What the exercise asks: Exact copies of all records below are needed.

Study material:
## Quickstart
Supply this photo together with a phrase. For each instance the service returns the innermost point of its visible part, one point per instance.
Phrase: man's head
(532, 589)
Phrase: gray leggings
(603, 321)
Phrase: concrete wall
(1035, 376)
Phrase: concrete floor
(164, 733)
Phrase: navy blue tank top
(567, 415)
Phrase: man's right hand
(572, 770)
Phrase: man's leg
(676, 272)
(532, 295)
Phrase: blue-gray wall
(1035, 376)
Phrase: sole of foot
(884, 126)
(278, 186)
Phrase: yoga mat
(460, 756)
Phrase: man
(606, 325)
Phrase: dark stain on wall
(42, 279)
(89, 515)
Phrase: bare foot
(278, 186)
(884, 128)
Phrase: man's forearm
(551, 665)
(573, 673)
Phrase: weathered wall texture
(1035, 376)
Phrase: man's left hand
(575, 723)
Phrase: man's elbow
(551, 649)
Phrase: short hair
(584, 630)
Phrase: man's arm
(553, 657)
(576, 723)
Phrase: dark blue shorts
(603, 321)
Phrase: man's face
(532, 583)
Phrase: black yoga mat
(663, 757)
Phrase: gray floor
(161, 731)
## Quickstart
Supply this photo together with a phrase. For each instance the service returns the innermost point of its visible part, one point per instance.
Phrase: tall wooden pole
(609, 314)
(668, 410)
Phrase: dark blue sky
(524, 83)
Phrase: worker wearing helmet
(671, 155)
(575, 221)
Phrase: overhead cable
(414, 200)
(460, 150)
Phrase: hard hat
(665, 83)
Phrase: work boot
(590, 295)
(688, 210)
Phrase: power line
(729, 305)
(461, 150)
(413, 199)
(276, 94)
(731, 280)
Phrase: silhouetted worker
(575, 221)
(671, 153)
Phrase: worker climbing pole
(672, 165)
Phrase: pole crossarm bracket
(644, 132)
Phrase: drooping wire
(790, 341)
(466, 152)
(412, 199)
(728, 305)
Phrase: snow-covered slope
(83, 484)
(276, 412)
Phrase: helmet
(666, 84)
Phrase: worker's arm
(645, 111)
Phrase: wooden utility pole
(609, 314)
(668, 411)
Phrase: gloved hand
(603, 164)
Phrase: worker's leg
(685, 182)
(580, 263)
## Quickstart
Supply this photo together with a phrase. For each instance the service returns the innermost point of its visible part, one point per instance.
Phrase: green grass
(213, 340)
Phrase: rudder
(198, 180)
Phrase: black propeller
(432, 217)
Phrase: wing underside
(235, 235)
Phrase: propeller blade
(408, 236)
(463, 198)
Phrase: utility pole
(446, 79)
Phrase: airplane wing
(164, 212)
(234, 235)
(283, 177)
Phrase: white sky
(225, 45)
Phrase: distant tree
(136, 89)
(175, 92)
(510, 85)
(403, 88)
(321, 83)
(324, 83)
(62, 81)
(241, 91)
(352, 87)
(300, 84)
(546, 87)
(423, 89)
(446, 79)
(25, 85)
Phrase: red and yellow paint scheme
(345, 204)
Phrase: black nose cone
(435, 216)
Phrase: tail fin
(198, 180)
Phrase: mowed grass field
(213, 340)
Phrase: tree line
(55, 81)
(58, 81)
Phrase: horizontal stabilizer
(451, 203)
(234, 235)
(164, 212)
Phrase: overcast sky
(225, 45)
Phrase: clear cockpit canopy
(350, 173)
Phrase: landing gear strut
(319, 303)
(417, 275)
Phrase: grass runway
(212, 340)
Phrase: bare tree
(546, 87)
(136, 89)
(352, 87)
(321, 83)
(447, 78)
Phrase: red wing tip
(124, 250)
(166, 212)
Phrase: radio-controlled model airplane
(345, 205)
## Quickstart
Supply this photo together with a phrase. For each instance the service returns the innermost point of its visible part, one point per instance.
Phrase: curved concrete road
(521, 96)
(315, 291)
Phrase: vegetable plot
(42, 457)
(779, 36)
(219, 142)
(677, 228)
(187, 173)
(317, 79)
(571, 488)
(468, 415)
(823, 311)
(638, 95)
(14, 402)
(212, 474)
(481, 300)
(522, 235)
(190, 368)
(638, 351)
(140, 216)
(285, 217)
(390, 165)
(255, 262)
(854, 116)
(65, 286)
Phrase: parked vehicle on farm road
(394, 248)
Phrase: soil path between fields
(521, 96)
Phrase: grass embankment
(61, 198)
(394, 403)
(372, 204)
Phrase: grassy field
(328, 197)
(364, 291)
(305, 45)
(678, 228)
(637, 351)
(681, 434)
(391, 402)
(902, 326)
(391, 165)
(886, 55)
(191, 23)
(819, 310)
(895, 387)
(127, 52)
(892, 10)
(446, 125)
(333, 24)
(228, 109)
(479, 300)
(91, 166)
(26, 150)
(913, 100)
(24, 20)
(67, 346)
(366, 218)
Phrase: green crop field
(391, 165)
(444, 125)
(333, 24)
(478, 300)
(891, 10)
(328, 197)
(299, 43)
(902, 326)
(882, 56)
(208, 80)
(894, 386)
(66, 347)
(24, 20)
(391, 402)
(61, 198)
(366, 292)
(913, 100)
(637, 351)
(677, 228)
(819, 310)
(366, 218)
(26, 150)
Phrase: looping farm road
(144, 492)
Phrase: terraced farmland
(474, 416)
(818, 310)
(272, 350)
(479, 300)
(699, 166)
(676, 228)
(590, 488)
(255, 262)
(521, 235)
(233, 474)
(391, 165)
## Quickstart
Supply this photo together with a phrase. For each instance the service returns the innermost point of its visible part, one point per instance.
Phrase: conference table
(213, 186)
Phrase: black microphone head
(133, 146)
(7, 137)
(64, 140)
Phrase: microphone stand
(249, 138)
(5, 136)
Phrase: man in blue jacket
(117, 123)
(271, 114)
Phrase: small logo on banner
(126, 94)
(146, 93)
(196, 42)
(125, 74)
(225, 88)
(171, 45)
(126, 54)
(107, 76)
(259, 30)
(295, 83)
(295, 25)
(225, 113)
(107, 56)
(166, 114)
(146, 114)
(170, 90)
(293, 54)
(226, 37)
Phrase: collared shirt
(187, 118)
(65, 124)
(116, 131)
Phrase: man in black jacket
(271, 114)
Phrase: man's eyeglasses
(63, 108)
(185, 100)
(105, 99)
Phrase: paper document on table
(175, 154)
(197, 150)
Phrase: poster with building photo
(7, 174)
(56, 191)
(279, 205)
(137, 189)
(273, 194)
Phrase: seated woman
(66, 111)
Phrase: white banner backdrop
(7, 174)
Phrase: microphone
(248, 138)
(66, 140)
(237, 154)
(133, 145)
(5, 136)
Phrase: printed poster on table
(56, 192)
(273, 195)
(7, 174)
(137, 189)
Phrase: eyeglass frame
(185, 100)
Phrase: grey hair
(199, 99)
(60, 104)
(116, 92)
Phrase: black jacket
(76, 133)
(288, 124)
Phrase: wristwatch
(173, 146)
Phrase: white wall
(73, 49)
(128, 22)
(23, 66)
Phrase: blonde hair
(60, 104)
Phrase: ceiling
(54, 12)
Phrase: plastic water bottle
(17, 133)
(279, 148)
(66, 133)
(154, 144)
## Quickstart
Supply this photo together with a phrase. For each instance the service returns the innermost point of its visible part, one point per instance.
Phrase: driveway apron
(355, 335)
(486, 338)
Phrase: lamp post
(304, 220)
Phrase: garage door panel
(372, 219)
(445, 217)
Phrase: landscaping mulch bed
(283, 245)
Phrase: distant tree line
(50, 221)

Reply:
## Quickstart
Supply this photo together with a phrase. For each instance the service returns the innermost point of its visible part, one point per instance.
Phrase: man's head
(532, 589)
Phrase: gray leggings
(603, 321)
Phrase: concrete wall
(1035, 376)
Phrase: concrete floor
(164, 733)
Phrase: navy blue tank top
(567, 415)
Phrase: man's right hand
(572, 770)
Phrase: man's leg
(676, 272)
(532, 295)
Phrase: blue-gray wall
(1035, 376)
Phrase: sole of foot
(884, 126)
(278, 186)
Phrase: yoga mat
(460, 756)
Phrase: man
(606, 325)
Phrase: dark stain on wall
(42, 279)
(89, 515)
Phrase: bare foot
(278, 186)
(884, 128)
Phrase: man's forearm
(551, 665)
(573, 673)
Phrase: weathered wall texture
(1035, 376)
Phrase: man's left hand
(575, 723)
Phrase: man's elbow
(551, 649)
Phrase: short hair
(584, 630)
Phrase: man's arm
(553, 657)
(576, 723)
Phrase: dark blue shorts
(603, 321)
Phrase: man's face
(532, 583)
Phrase: black yoga mat
(663, 757)
Phrase: gray floor
(161, 731)
## Quickstart
Supply this photo together with a phrase. For each instance the service returns the innermost point of its visible part, one point per instance.
Phrase: tall wooden pole
(609, 314)
(668, 410)
Phrase: dark blue sky
(524, 83)
Phrase: worker wearing helmet
(671, 155)
(575, 221)
Phrase: overhead cable
(414, 200)
(460, 150)
Phrase: hard hat
(665, 83)
Phrase: work boot
(590, 295)
(688, 210)
Phrase: power line
(729, 305)
(461, 150)
(413, 199)
(276, 94)
(731, 280)
Phrase: silhouetted worker
(575, 221)
(671, 153)
Phrase: worker climbing pole
(672, 165)
Phrase: pole crossarm bracket
(644, 132)
Phrase: drooping wire
(790, 341)
(466, 152)
(412, 199)
(728, 305)
Phrase: snow-covered slope
(83, 484)
(276, 412)
Phrase: helmet
(666, 84)
Phrase: worker's arm
(645, 111)
Phrase: wooden utility pole
(609, 314)
(668, 411)
Phrase: gloved hand
(603, 164)
Phrase: worker's leg
(685, 182)
(580, 263)
## Quickstart
Supply this photo together with a phrase. For each instance the service returns the innermost point of its visible part, one point per instance.
Phrase: green grass
(213, 340)
Phrase: rudder
(198, 180)
Phrase: black propeller
(432, 217)
Phrase: wing underside
(235, 235)
Phrase: propeller blade
(408, 236)
(463, 198)
Phrase: utility pole
(446, 79)
Phrase: airplane wing
(164, 212)
(234, 235)
(283, 177)
Phrase: white sky
(225, 45)
Phrase: distant tree
(136, 89)
(175, 92)
(510, 85)
(403, 88)
(321, 83)
(324, 83)
(62, 81)
(241, 91)
(352, 87)
(300, 84)
(546, 87)
(423, 89)
(446, 79)
(25, 85)
Phrase: red and yellow paint scheme
(345, 204)
Phrase: black nose cone
(435, 216)
Phrase: tail fin
(198, 180)
Phrase: mowed grass field
(213, 340)
Phrase: tree line
(55, 81)
(58, 81)
Phrase: horizontal stabilizer
(451, 203)
(234, 235)
(164, 212)
Phrase: overcast sky
(225, 45)
Phrase: clear cockpit canopy
(350, 173)
Phrase: landing gear strut
(319, 303)
(417, 275)
Phrase: grass runway
(212, 340)
Phrase: bare tree
(546, 87)
(136, 89)
(352, 87)
(321, 83)
(447, 78)
Phrase: red wing tip
(124, 250)
(166, 212)
Phrase: radio-controlled model airplane
(345, 205)
## Quickstart
Supply this photo together with a phrase. For each instance the service returns the innermost point of its visible part, one point per instance.
Phrase: curved concrete road
(521, 96)
(315, 291)
Phrase: vegetable plot
(42, 457)
(779, 36)
(219, 142)
(677, 228)
(187, 173)
(317, 79)
(571, 488)
(468, 415)
(823, 311)
(638, 95)
(14, 402)
(212, 474)
(481, 300)
(522, 235)
(190, 368)
(638, 351)
(140, 216)
(285, 217)
(390, 165)
(255, 262)
(854, 116)
(65, 286)
Phrase: parked vehicle on farm road
(394, 248)
Phrase: soil path between fields
(521, 96)
Phrase: grass embankment
(61, 198)
(394, 403)
(372, 204)
Phrase: grassy field
(328, 197)
(364, 291)
(305, 45)
(678, 228)
(637, 351)
(681, 434)
(391, 402)
(902, 326)
(391, 165)
(886, 55)
(191, 23)
(819, 310)
(895, 387)
(127, 52)
(892, 10)
(446, 125)
(333, 24)
(228, 109)
(479, 300)
(91, 166)
(26, 150)
(913, 100)
(24, 20)
(67, 346)
(366, 218)
Phrase: green crop field
(391, 165)
(444, 125)
(333, 24)
(478, 300)
(891, 10)
(328, 197)
(299, 43)
(902, 326)
(882, 56)
(208, 80)
(894, 386)
(66, 347)
(24, 20)
(391, 402)
(61, 198)
(366, 292)
(913, 100)
(637, 351)
(677, 228)
(819, 310)
(366, 218)
(26, 150)
Phrase: looping farm road
(144, 492)
Phrase: terraced farmland
(474, 416)
(818, 310)
(272, 350)
(479, 300)
(699, 166)
(676, 228)
(590, 488)
(255, 262)
(521, 235)
(233, 474)
(391, 165)
## Quickstart
Supply this photo together with a phrase. For each instance the service returns the innermost point of its visible part, one point per instance.
Phrase: conference table
(213, 186)
Phrase: black microphone head
(133, 146)
(7, 137)
(64, 140)
Phrase: microphone stand
(249, 138)
(5, 136)
Phrase: man in blue jacket
(117, 123)
(271, 114)
Phrase: small logo on banner
(126, 94)
(146, 93)
(196, 42)
(125, 74)
(225, 88)
(171, 45)
(126, 54)
(107, 76)
(259, 30)
(295, 83)
(295, 25)
(225, 113)
(107, 56)
(166, 114)
(146, 114)
(170, 90)
(293, 54)
(226, 37)
Phrase: collared shirt
(187, 118)
(65, 124)
(116, 131)
Phrase: man in black jacket
(271, 114)
Phrase: man's eyeglasses
(63, 108)
(185, 100)
(105, 99)
Phrase: paper document on table
(175, 154)
(197, 150)
Phrase: poster with building photo
(7, 174)
(56, 191)
(279, 205)
(137, 189)
(273, 194)
Phrase: seated woman
(66, 111)
Phrase: white banner backdrop
(7, 174)
Phrase: microphone
(248, 138)
(66, 140)
(237, 154)
(133, 145)
(5, 136)
Phrase: printed poster on table
(56, 192)
(273, 195)
(7, 174)
(137, 189)
Phrase: eyeglass frame
(185, 100)
Phrase: grey hair
(199, 99)
(60, 104)
(116, 92)
Phrase: black jacket
(76, 133)
(288, 124)
Phrase: wristwatch
(173, 146)
Phrase: white wall
(73, 49)
(128, 22)
(23, 66)
Phrase: blonde hair
(60, 104)
Phrase: ceiling
(54, 12)
Phrase: plastic water bottle
(17, 133)
(279, 148)
(66, 133)
(154, 144)
## Quickstart
Supply this photo together with a phrase. For each instance the service returns the innermost point of its visible part, one point per instance.
Phrase: driveway apron
(355, 335)
(486, 338)
Phrase: lamp post
(304, 220)
Phrase: garage door panel
(372, 219)
(445, 217)
Phrase: landscaping mulch bed
(283, 245)
Phrase: distant tree line
(50, 221)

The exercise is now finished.